* **Work request**
From the entries below, return exactly the lines beginning at the one that contains "point like [146,195]." and ending at the one that contains "point like [255,67].", both of them included, and only those lines.
══════════
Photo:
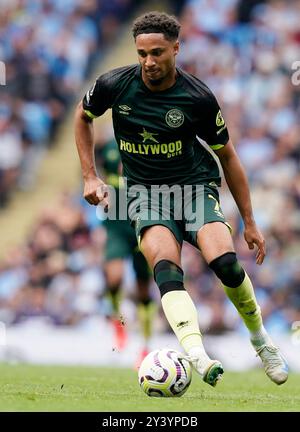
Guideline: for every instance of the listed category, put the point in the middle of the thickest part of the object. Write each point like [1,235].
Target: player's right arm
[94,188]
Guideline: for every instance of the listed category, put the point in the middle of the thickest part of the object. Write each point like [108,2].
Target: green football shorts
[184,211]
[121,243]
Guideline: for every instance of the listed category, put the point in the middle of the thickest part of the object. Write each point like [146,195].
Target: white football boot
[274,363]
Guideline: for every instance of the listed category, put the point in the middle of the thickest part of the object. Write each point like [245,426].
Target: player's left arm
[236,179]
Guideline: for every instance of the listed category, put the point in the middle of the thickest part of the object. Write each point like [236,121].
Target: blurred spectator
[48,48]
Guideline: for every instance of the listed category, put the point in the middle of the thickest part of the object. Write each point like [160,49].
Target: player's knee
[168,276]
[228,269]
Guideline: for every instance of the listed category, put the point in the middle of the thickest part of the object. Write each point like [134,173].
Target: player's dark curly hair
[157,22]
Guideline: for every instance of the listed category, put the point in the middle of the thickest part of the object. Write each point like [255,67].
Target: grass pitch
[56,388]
══════════
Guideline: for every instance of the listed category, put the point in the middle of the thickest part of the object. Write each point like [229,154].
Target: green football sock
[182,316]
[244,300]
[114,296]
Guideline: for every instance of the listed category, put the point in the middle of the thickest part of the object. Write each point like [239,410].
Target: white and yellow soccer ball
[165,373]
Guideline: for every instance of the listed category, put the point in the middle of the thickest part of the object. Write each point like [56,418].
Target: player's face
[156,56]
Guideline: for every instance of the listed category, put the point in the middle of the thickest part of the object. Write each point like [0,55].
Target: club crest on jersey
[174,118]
══════════
* **Response to this exercise**
Guideline: for every instance of the listed category, put the point in the middle of the thickest part of the object. Write each point like [146,195].
Target: white football boot
[274,363]
Guideline: for every instance of the listed category, put the point in the middle of the thickest part of the object. Write each point like [245,426].
Target: player's left arm
[236,179]
Guideline: for every instance of the listed category, put the point in the middle of the thickest part of the object. Write each point like [236,121].
Target: blurred spectator
[48,48]
Guideline: for every instance of the listed category, put the point in the middle of the thickest part of the object. Write each point like [160,49].
Target: player's knee
[168,276]
[228,269]
Guideline: for every instance of the listed category, put the point in the middle of the thickest part of the object. Write each point like [134,173].
Target: player's dark curly hair
[157,22]
Guideline: for every instance of the listed category, put the point in the middle of the thickest part of the object. Write each point like [255,67].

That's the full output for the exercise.